▶ [TEXT PASSAGE]
Sigrid Metz-Göckel (born 1940) is a German sociologist, political scientist and social psychologist who specializes in women's and gender studies as well as in educational research and didactics. She is a professor emerita at the Technical University of Dortmund. In the late 1970s, Metz-Göckel pioneered women's studies in Germany which became an established university course in Dortmund in 1971.

Early life and education
Born on 18 August 1940 in Klein Peterwitz, Upper Silesia,  Sigrid Metz-Göckel is the daughter of Franz-Josef Schneider, a schoolteacher, and his wife Helene who raised her three small children after their father died as a soldier in the Second World War. After matriculating from the Sophienschule in Hanover, Metz-Göckel read economics at the University of Mainz before studying sociology the Goethe University Frankfurt, graduating in 1966. In 1972, she completed doctoral studies in social psychology and political science at the University of Giessen, earning a Ph.D. with a dissertation titled Hochschuldidaktik zwischen Theorie und Praxis (University Didactics between Theory and Practice). Thereafter she was a research assistant at the University of Giessen and at Frankfurt's Battelle-Institut. She furthered her education with research trips to the Jagiellonian University in Kraków, Wellesley College, Massachusetts, and the University of California, Berkeley.

▶ [EXERCISE PROMPT] Please explain, using the biography passage above, why Helene raised her three small children without their father.

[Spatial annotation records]
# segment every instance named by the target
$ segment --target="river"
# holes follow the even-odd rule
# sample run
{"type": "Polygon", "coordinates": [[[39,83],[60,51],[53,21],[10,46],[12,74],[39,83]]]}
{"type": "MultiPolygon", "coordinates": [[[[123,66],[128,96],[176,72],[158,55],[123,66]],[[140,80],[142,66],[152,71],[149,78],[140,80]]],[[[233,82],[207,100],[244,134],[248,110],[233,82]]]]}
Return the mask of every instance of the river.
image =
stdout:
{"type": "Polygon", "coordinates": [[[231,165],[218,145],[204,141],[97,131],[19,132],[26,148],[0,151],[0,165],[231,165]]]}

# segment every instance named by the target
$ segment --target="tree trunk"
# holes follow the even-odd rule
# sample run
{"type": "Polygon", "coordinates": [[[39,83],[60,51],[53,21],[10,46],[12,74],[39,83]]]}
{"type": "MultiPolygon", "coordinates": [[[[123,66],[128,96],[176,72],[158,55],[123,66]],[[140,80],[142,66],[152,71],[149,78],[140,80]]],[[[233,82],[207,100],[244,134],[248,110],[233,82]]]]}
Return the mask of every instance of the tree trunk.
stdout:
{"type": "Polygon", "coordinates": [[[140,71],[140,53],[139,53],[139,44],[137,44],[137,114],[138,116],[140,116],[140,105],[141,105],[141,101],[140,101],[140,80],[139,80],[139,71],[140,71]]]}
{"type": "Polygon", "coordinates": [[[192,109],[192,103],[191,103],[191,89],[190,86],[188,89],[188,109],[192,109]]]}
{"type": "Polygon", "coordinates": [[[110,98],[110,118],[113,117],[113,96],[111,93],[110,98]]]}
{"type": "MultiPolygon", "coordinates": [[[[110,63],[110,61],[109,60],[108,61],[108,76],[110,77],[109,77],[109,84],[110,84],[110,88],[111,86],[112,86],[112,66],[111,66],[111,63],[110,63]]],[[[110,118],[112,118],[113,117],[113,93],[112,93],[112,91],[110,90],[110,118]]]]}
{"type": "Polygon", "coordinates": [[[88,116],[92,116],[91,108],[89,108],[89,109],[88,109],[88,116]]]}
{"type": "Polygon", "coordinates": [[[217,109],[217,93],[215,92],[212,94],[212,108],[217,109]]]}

▶ [FINAL ANSWER] Their father, the schoolteacher Franz-Josef Schneider, died as a soldier in the Second World War, and Helene raised the three children after his death.